**BRIEF:**
Show each line below that contains the string "matching", treating uppercase and lowercase letters as different.

-- Begin --

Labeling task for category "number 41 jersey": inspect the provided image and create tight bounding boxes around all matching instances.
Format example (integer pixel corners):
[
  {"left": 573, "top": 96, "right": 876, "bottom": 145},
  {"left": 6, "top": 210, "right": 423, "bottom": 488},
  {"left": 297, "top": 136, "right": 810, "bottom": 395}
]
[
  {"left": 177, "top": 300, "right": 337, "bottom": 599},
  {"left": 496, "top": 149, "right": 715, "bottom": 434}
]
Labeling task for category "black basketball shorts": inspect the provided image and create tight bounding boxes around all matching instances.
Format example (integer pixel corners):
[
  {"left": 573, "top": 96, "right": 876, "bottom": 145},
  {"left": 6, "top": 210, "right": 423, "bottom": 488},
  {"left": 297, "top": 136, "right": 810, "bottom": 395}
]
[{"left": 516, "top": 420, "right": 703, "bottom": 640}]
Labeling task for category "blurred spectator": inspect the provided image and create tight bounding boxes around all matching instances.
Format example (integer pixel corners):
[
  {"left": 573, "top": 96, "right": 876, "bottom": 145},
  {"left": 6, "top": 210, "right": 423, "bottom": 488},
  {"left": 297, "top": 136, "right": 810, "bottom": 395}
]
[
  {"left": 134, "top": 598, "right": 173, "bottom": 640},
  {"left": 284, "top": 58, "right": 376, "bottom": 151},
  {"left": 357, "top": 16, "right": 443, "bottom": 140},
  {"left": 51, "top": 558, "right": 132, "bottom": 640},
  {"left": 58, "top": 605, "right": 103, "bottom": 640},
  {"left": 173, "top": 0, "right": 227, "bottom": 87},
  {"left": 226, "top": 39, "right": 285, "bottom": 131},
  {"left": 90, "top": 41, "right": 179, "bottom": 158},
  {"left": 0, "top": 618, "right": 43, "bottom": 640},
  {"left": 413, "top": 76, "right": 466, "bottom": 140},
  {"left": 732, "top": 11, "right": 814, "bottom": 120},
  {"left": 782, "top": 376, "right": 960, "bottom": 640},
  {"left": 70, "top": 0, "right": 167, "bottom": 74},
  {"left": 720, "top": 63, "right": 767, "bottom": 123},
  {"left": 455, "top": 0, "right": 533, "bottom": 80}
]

-- End --

**RESPONSE:**
Labeling task for category "number 41 jersey": inspect the provided image and create tight bounding boxes around all matching instances.
Labeling task for category "black basketball shorts": inspect the provided image and create tight bounding boxes around all matching instances.
Labeling task for category "blurred spectator": inspect the provided image and create tight bounding boxes around all matching instances.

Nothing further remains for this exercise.